__SOURCE RECORDS__.
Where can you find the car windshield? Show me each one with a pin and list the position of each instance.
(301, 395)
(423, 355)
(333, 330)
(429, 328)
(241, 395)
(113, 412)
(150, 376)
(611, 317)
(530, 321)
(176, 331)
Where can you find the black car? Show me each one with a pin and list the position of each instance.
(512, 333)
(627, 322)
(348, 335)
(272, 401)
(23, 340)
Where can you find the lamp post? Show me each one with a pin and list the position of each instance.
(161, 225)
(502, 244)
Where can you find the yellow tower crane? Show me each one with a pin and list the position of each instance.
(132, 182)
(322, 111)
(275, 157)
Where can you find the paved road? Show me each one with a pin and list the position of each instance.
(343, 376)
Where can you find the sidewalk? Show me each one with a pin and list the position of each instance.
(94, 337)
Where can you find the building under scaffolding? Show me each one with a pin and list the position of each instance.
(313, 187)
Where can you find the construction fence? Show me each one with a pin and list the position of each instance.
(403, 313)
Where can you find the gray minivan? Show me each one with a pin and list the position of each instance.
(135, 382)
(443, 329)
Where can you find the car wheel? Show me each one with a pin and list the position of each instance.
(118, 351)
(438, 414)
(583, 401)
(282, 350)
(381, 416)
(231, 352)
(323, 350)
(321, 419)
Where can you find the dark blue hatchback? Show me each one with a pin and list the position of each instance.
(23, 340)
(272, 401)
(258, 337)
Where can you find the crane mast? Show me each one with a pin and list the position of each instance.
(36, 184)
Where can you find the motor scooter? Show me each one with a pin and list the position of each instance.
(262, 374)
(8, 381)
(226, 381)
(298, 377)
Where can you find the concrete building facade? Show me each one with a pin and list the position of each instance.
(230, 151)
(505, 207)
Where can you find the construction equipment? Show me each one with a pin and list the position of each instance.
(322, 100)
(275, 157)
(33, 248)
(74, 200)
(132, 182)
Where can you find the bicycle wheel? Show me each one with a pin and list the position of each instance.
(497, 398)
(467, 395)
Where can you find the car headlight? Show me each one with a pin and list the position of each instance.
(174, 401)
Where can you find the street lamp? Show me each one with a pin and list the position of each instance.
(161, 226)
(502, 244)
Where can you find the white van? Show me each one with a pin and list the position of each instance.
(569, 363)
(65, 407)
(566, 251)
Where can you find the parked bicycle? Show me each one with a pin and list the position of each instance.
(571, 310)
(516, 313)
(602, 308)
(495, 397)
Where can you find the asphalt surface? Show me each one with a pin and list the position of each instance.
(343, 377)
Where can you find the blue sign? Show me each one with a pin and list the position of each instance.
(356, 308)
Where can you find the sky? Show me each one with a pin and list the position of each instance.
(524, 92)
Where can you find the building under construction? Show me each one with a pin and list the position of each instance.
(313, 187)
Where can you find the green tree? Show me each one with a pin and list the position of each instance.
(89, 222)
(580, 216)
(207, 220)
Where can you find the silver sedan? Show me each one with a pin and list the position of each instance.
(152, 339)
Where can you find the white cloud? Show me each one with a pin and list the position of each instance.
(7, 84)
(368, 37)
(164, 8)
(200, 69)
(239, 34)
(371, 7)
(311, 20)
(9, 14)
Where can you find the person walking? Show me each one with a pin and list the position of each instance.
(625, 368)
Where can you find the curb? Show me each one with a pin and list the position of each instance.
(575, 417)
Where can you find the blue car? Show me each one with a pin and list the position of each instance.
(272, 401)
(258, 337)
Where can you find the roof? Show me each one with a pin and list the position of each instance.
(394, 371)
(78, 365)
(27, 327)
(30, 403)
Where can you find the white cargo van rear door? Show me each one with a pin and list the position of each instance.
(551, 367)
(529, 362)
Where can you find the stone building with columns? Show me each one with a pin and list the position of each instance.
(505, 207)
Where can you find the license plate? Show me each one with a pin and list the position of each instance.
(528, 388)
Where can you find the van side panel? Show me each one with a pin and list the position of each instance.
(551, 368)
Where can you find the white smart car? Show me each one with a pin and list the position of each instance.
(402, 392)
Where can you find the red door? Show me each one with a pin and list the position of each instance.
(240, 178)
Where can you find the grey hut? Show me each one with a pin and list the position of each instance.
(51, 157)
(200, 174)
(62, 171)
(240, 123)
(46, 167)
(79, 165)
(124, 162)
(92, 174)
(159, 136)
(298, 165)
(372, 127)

__PROBLEM DESCRIPTION__.
The material above should be given again in full, exactly.

__SOLUTION FOR THIS TASK__.
Where can you find the car windshield? Show me each one with a pin and list the position of each instance.
(301, 395)
(423, 355)
(333, 330)
(429, 328)
(241, 395)
(113, 412)
(150, 376)
(611, 317)
(530, 321)
(176, 331)
Where can you find the black car? Show me each one with a pin and list the position of each instance.
(512, 333)
(627, 322)
(348, 335)
(272, 401)
(23, 340)
Where can you find the lamp post? Show me each one with a pin and list the position of each instance.
(161, 225)
(502, 244)
Where can you find the yellow tower crane? Show me each one with a pin and list the position of each instance.
(132, 182)
(322, 111)
(275, 157)
Where can you find the paved road? Show me each one with a pin and list the position of each instance.
(343, 376)
Where can you find the sidewalk? Show me each one with a pin and list the position of each instance.
(94, 337)
Where can you find the building under scaffolding? Show me each one with a pin and list the position of each instance.
(313, 187)
Where can you find the construction fence? Show me each one with a pin and list the position of each instance.
(403, 313)
Where can you find the gray minivan? Show me each one with a pin and list the position of each instance.
(135, 382)
(443, 329)
Where can you find the car wheel? Show me each one with a pin and list the position of each instance.
(118, 351)
(438, 414)
(583, 401)
(282, 350)
(381, 416)
(231, 352)
(323, 350)
(321, 419)
Where can you find the dark blue hatchback? Show me each one with a pin and list the position of each instance.
(23, 340)
(272, 401)
(258, 337)
Where can you find the crane mast? Show me each one with a pin and list the position of each instance.
(36, 184)
Where can you find the motor scooter? Show me each one with a pin and list the position of each instance.
(262, 374)
(8, 381)
(226, 381)
(298, 377)
Where can you find the concrete building facade? Show me each one with a pin and list the position of each instance.
(230, 151)
(505, 207)
Where can you find the construction equipment? Show me each one with a pin and list the position of each instance.
(322, 100)
(275, 157)
(33, 248)
(74, 200)
(132, 182)
Where can you find the bicycle wheel? Show me each one with a pin and list the position of each instance.
(497, 398)
(467, 395)
Where can you find the car headlight? Show me each one with a pin and list the position of each instance.
(174, 401)
Where can you find the street lamp? Show me each one with a pin and list the position of each instance.
(161, 226)
(502, 244)
Where can you find the white van? Show me each one with a pin and list the position of each instance.
(569, 363)
(65, 407)
(566, 251)
Where can you find the parked bicycle? Show me each one with a pin and list the position of each instance.
(571, 310)
(516, 313)
(602, 308)
(495, 397)
Where can you find the asphalt surface? Show me each one with a pin and list the position of each instance.
(343, 377)
Where can you find the blue sign? Show me each one with a pin and list the position of each instance.
(356, 308)
Where can you find the sky? Show me each one with a pin and list the position of each instance.
(524, 92)
Where can you find the building under construction? Show me each one with a pin and list the position of each instance.
(313, 187)
Where can you find the green tree? Show me each one with a pin and list the position of each instance.
(89, 222)
(580, 216)
(207, 220)
Where can you find the silver sedan? Show me each one with a pin and list the position of each instance.
(152, 339)
Where can you find the white cloud? Show me each one with a pin and list the position of each instance.
(7, 84)
(368, 37)
(164, 8)
(200, 69)
(239, 34)
(371, 7)
(311, 20)
(9, 14)
Where can you find the person walking? Show me each one with a pin and list the position of each instance.
(625, 368)
Where can you find the curb? Show me each one with a pin and list the position of each instance.
(575, 417)
Where can you find the blue car? Show me each one with a pin and list the position of each instance.
(272, 401)
(258, 337)
Where can you find the roof? Show me each one with a pin and list the position of each instance.
(394, 371)
(78, 365)
(27, 327)
(30, 403)
Where can you find the white cargo van rear door? Show me each one with a pin and list the position of each instance.
(551, 367)
(529, 362)
Where can you find the stone building with columns? Show me each one with a pin and list the position of each instance.
(505, 207)
Where can you find the license plate? Show me each one with a pin and list the position of each instance.
(528, 388)
Where can you find the van side panel? Show me each one with a pin and list the position of each instance.
(551, 368)
Where can you find the white smart car? Show me each one with a pin and list the position of each instance.
(402, 392)
Where can you find the red door? Show me each one with a pin and list the position of each instance.
(240, 178)
Where can you find the grey hut? Show me each one with a pin and list the position of each instance.
(51, 157)
(200, 174)
(62, 171)
(240, 123)
(46, 167)
(79, 165)
(124, 162)
(92, 174)
(159, 136)
(298, 165)
(372, 127)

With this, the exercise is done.